---- Records for the task

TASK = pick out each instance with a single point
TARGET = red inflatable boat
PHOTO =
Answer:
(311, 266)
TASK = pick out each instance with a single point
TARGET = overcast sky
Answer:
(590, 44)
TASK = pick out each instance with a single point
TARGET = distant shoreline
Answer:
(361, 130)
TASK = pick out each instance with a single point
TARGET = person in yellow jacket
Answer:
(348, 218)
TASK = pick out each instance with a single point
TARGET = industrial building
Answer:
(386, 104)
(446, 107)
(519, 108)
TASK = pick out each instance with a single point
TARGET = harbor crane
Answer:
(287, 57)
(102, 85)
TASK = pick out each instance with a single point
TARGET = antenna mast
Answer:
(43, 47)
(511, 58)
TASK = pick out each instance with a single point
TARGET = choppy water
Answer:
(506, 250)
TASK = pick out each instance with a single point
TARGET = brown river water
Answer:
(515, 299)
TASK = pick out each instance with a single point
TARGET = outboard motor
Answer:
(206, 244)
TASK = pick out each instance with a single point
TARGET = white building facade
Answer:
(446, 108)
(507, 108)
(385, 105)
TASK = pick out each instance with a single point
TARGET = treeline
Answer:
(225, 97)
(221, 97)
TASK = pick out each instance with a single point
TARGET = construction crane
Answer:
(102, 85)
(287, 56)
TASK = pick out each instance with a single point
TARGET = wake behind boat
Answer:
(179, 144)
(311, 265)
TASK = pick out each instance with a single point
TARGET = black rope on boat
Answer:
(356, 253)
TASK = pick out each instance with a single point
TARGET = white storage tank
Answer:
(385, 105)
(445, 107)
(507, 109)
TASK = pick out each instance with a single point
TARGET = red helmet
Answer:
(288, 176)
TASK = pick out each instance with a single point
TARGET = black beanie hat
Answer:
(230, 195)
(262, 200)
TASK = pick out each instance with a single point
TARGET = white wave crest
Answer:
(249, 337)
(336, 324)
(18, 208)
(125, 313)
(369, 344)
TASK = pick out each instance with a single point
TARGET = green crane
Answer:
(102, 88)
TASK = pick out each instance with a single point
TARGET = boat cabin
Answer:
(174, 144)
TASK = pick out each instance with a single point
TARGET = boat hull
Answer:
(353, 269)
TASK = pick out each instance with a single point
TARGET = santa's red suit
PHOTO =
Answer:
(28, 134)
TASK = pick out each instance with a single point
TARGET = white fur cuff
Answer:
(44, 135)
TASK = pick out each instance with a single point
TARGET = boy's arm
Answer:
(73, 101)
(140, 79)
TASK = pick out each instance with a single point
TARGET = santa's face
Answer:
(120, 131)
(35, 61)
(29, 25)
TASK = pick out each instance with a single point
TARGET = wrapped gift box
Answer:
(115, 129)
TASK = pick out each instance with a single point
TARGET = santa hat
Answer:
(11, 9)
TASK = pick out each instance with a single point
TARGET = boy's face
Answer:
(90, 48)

--------

• _Work request_: Without altering a single word, transcribe the entries above.

• _Result of this task_:
TASK = pick out each instance with a single point
TARGET = red inflatable boat
PHOTO =
Answer:
(311, 266)
TASK = pick out each instance with a single point
TARGET = overcast sky
Answer:
(590, 44)
TASK = pick out each instance with a single point
TARGET = distant shoreline
Answer:
(361, 130)
TASK = pick out each instance with a single point
TARGET = person in yellow jacket
Answer:
(348, 218)
TASK = pick out each instance with a single point
TARGET = industrial building
Answer:
(386, 104)
(446, 107)
(519, 108)
TASK = pick out each instance with a single point
TARGET = harbor crane
Answer:
(287, 57)
(102, 85)
TASK = pick out each instance with a single point
TARGET = antenna mast
Answer:
(43, 47)
(511, 58)
TASK = pick out each instance with a single point
TARGET = choppy water
Answer:
(506, 250)
TASK = pick out each instance with a single point
TARGET = brown river water
Answer:
(515, 299)
TASK = pick out each instance with a single point
TARGET = outboard motor
Answer:
(206, 244)
TASK = pick out each instance with a single point
TARGET = white building facade
Answer:
(446, 108)
(507, 108)
(385, 105)
TASK = pick out each instance with a single point
TARGET = treeline
Answer:
(225, 97)
(221, 97)
TASK = pick out each instance with a single point
TARGET = construction crane
Answer:
(102, 85)
(287, 56)
TASK = pick out each instance with a single point
TARGET = wake behind boat
Answer:
(179, 144)
(311, 265)
TASK = pick out each instance with a single point
TARGET = black rope on boat
Answer:
(356, 253)
TASK = pick out each instance with a single point
TARGET = white storage tank
Answer:
(385, 105)
(445, 107)
(507, 109)
TASK = pick out each instance with a single point
TARGET = red helmet
Answer:
(288, 176)
TASK = pick out each instance with a single point
TARGET = black beanie hat
Answer:
(230, 195)
(262, 200)
TASK = pick out each instance with a single point
TARGET = white wave crest
Answer:
(249, 337)
(336, 324)
(18, 208)
(125, 313)
(369, 344)
TASK = pick out each instance with a single point
TARGET = green crane
Answer:
(102, 88)
TASK = pick out each instance with a single point
TARGET = boat cabin
Answer:
(174, 144)
TASK = pick out each instance with a single point
TARGET = boat hull
Answer:
(353, 269)
TASK = pick out each instance with a single point
TARGET = santa's red suit
PHOTO =
Answer:
(28, 134)
TASK = pick out each instance with a single point
TARGET = white fur cuff
Answer:
(44, 135)
TASK = pick out each instance with a single point
TARGET = boy's arm
Answer:
(73, 101)
(140, 79)
TASK = pick out each instance with a single point
TARGET = santa's face
Answer:
(120, 131)
(35, 61)
(29, 25)
TASK = pick out each instance with a single point
TARGET = wrapped gift box
Answer:
(115, 129)
TASK = pick out each instance with a single point
TARGET = santa hat
Answer:
(11, 9)
TASK = pick out each instance with a single point
TARGET = boy's face
Answer:
(90, 48)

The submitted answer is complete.